Carlos Alcaraz tiene veinte años, o sea que más que admiración, lo que me despierta con sus éxitos es envidia. De la mala, por supuesto, que lo que llaman «envidia sana» ni es envidia ni es nada, es un quiero y no puedo, la envidia auténtica, la que vale la pena, es rabiar porque otros consiguen lo que uno no va a lograr jamás. Deberían sentirla también todos esos que nunca han ganado un torneo del Grand Slam, ni a la edad de Alcaraz ni a la de Djokovic. Ni a la de Rod Laver ni a ninguna otra. La envidia, contrariamente a lo que se piensa, es un sentimiento muy noble, ya que ensalza al prójimo por encima de uno mismo, no cabe mayor generosidad. Háganme caso: piensen qué estaban haciendo ustedes a los veinte años, piensen en todas las portadas de los periódicos -más esta contraportada- dedicadas al triunfo de un postadolescente, comparen, y si encuentran una forma mejor de envidiar, cómprenla. Hablando de comprar, ni siquiera hace falta que comparen también su cuenta corriente con la del veinteañero Alcaraz, que una cosa es envidiar y la otra es entrar en profunda depresión.

A la misma hora en que el tenista español corría por el pasto inglés intentando devolver la bola por encima de la red, yo estaba en un chiringuito de la Costa Brava, mostrando mi depurada técnica con el revés a una sola mano a la hora de tomar cañas. Algún aplauso recibí del respetable, mal está que yo lo diga. La única muerte súbita a la que estuve expuesto fue debida al calor tropical que nos está martirizando este verano. Y yo sin gorra. Para prevenir, me tomé unas cuantas cañas más, esta vez de volea. Entraron todas, ni una sola botó fuera. Con tanta caña, y para redondear aquella tarde tenística de chiringuito, no me quedó otro remedio que terminar yendo al servicio.

Alcaraz tiene los labios muy gruesos y los ojos muy pequeños. Suele ocurrir que vaya una cosa por la otra. Se diría que el rostro humano está diseñado para guardar ciertas proporciones, y en los casos en que uno de sus accesorios -nariz, barbilla- excede de las medidas estándar, lo compensa reduciendo por otro lado. Nuestro deportista ha tenido suerte y la sobredimensión le ha ido a parar los labios, para jugar al tenis serían mucho más molestas unas orejas elefantiásicas.

Pocos lo recuerdan, pero en el tenis de antaño, las bolas eran blancas, claro indicio de que entonces todo era más sencillo. Uno cogía un par de raquetas de madera, subía al tren y se plantaba en Roland Garros. Hoy Alcaraz viaja con su familia, fisioterapeutas, médico, entrenador, preparador físico e incluso profesora de inglés, supongo que para evitar errores fatales con la puntuación, a determinado nivel no queda nada bien que el juez cante forty-thirty y uno crea que le están preguntando la hora. Lo de tener que viajar por el mundo con institutriz habrá contribuido sin duda a que gran número de chavales abandone un deporte que requiere de tales sacrificios.

Tras la final, Djokovic no ocultó su admiración por Carlitos -ya va teniendo edad de llamarse Carlos, por cierto-, a quien comparó con un toro, a pesar de que a dicho animal no se le conoce mucha pericia con la raqueta. El toro, o sea Carlitos, respondió que está enamorado de la hierba, que no de la luna. Abanicos de colores parecen sus patas cuando sube a la red.

# Lista de tareas
A. Según el texto sobre Alcaraz, ¿con qué animal comparó Djokovic a Carlitos después de la final?
B. Copia sin cambios el pasaje del texto sobre Alcaraz que empieza con las palabras "Pocos lo recuerdan, pero" y termina con "de tales sacrificios.", incluidas ambas.

# Material proporcionado
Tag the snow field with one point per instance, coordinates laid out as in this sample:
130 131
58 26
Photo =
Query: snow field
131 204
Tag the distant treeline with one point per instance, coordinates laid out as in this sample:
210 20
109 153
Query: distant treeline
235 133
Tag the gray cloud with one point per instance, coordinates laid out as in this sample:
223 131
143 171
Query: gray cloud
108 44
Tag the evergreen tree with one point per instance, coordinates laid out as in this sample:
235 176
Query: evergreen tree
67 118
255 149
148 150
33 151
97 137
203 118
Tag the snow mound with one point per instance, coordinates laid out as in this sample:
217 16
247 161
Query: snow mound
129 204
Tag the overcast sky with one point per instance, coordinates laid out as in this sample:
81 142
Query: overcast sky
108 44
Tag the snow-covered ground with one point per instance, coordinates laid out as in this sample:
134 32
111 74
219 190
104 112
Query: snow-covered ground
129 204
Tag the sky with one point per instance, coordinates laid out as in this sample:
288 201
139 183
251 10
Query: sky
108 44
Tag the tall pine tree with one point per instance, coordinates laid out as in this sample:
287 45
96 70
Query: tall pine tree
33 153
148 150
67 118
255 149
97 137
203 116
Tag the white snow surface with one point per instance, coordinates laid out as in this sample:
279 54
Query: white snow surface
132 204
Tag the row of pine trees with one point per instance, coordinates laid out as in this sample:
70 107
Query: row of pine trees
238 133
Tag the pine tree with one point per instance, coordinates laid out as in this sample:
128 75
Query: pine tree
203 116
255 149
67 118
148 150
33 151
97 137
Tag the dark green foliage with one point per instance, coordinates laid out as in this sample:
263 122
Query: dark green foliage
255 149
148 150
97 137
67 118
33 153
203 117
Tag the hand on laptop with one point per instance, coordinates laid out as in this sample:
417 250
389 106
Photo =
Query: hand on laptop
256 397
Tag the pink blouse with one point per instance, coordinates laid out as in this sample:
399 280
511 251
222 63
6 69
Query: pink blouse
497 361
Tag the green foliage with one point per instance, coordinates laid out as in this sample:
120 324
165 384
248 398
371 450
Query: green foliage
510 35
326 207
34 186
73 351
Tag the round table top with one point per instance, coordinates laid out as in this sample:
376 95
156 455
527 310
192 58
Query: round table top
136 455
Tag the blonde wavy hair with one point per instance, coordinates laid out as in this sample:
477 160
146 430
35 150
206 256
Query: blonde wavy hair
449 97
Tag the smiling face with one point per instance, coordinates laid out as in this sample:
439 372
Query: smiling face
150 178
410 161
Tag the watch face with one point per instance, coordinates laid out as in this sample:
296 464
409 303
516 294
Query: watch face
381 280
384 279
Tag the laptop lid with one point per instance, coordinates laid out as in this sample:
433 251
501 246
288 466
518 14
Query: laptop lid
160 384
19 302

# Respuestas numeradas
A. Con un toro.

B.
Pocos lo recuerdan, pero en el tenis de antaño, las bolas eran blancas, claro indicio de que entonces todo era más sencillo. Uno cogía un par de raquetas de madera, subía al tren y se plantaba en Roland Garros. Hoy Alcaraz viaja con su familia, fisioterapeutas, médico, entrenador, preparador físico e incluso profesora de inglés, supongo que para evitar errores fatales con la puntuación, a determinado nivel no queda nada bien que el juez cante forty-thirty y uno crea que le están preguntando la hora. Lo de tener que viajar por el mundo con institutriz habrá contribuido sin duda a que gran número de chavales abandone un deporte que requiere de tales sacrificios.